▶ [Given text]
—————

More than three-fifths of the cuts proposed by Mr. Ryan, and eagerly accepted by the Tea Party-driven House, come from programs for low-income Americans. That means billions of dollars lost for job training for the displaced, Pell grants for students and food stamps for the hungry. These cuts are so severe that the nation’s Catholic bishops raised their voices in protest at the shredding of the nation’s moral obligations.

 

Mr. Ryan’s budget “will hurt hungry children, poor families, vulnerable seniors and workers who cannot find employment,” the bishops wrote in an April letter to the House. “These cuts are unjustified and wrong.”

 

Mr. Ryan responded that he was helping the poor by eliminating their dependence on the government. And yet he has failed to explain how he would make them self-sufficient — how, in fact, a radical transformation of government would magically turn around an economy that is starving for assistance. At a time when state and local government layoffs are the principal factor in unemployment, the Ryan budget would cut aid to desperate governments by at least 20 percent, far below historical levels, on top of other cuts to mass transit and highway spending.

 

Those are the kinds of reductions voters of all income levels would actually feel. People might nod their heads at Mr. Romney’s nostrums of smaller government, but they are likely to feel quite different when they realize Mr. Ryan plans to take away their new sewage treatment plant, the asphalt for their streets, and the replacements for retiring police officers and firefighters.

 

All of this will be accompanied, of course, by even greater tax giveaways to the rich, and extravagant benefits to powerful military contractors. Business leaders will be granted their wish for severely diminished watchdogs over the environment, mine safety and food quality.

 

Mr. Romney had already praised the Ryan budget as “excellent work,” but until Saturday the deliberate ambiguity of his own plans gave him a little room for distance, an opportunity to sketch out a more humane vision of government’s role. By putting Mr. Ryan’s callousness on his ticket, he may have lost that chance.

FM

They will lose the election.  Ryan could solidify the constituency for Romney which was never for Obama anyway.  His choice will push many middle-of the road and elderly, who were unsure, into the Obama camp.

 

I don't see what Ryan brings to the table that will turn things around for Romney.  All he did was solidify the TEA base.

FM
Originally Posted by baseman:

They will lose the election.  Ryan could solidify the constituency for Romney which was never for Obama anyway.  His choice will push many middle-of the road and elderly, who were unsure, into the Obama camp.

—————

▶ [Dataset content]
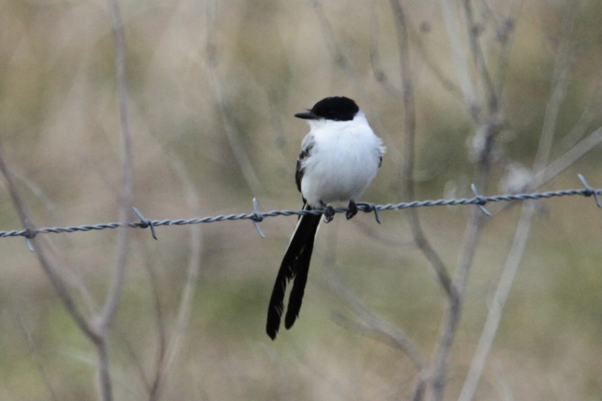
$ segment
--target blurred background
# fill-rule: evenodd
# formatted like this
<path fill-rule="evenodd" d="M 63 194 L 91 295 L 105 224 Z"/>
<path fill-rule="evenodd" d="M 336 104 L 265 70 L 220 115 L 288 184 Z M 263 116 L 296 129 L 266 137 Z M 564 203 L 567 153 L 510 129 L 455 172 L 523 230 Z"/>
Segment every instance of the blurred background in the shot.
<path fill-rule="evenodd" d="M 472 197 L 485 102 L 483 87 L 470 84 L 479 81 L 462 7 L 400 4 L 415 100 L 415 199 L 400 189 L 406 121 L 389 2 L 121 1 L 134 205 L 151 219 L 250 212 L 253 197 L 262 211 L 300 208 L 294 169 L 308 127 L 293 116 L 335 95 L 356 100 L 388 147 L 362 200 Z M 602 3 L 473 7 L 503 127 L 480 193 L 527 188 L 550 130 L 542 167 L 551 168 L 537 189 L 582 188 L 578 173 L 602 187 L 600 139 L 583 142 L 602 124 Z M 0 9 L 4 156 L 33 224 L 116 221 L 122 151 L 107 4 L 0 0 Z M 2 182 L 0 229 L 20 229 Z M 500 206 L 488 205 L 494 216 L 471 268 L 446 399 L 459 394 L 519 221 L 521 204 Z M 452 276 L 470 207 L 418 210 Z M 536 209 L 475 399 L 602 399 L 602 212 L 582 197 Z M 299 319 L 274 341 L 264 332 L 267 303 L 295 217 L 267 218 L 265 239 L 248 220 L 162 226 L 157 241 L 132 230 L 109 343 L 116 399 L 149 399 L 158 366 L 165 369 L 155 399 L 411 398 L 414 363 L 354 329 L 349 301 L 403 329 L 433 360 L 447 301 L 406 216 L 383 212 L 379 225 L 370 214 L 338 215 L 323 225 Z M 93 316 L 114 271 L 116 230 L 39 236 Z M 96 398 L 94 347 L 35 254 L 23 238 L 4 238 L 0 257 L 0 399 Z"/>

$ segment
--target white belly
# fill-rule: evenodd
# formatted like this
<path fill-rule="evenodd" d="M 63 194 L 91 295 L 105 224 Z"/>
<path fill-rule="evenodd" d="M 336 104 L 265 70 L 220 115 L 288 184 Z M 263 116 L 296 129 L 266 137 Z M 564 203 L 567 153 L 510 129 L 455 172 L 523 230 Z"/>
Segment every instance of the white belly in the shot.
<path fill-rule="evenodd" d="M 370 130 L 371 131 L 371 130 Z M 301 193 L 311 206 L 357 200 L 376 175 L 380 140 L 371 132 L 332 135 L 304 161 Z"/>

—————

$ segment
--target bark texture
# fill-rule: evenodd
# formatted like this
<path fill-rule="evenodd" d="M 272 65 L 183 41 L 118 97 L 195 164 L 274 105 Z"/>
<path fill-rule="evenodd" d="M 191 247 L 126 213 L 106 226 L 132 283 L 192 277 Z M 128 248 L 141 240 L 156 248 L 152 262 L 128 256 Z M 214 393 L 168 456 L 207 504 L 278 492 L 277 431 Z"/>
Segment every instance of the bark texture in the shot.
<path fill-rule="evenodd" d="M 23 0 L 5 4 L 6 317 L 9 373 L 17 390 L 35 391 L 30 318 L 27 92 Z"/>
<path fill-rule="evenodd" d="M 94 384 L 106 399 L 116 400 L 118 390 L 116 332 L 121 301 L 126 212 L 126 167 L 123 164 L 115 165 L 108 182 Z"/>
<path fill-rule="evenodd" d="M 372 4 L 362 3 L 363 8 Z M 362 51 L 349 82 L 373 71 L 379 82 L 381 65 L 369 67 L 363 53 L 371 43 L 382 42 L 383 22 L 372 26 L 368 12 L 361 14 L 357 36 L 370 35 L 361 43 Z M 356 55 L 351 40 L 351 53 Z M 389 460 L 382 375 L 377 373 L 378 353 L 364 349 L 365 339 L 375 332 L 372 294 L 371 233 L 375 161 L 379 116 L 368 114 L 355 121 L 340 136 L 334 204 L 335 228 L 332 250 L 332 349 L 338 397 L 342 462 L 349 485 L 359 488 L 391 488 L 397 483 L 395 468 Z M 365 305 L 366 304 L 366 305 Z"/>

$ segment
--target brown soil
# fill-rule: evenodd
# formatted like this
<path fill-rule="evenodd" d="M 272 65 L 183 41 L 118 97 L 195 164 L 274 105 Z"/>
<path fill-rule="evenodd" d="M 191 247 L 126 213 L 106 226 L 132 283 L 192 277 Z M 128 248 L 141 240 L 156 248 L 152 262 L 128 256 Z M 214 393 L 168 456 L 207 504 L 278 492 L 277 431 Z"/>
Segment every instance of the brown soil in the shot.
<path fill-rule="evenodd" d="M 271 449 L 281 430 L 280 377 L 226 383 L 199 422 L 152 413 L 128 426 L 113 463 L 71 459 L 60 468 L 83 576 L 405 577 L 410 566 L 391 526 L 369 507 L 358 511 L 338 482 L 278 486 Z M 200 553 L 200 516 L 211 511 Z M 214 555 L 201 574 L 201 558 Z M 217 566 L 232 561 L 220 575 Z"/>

—————

▶ [Challenges]
a: Answer these questions about the Ryan budget text:
(i) What share of the cuts proposed by Mr. Ryan come from programs for low-income Americans?
(ii) In which month did the bishops send their letter to the House?
(iii) By at least what percentage would the Ryan budget cut aid to governments?
b: Turn the paragraph of the Ryan budget text that begins "Mr. Ryan responded that he was helping the poor" into a short bulleted list that keeps its main facts.

▶ [Exercise answers]
a:
(i) More than three-fifths
(ii) April
(iii) At least 20 percent

b:
- Mr. Ryan said he was helping the poor by eliminating their dependence on the government.
- He has not explained how he would make them self-sufficient, or how a radical transformation of government would turn around an economy starving for assistance.
- State and local government layoffs are the principal factor in unemployment, yet his budget would cut aid to those governments by at least 20 percent, far below historical levels.
- It would also cut mass transit and highway spending.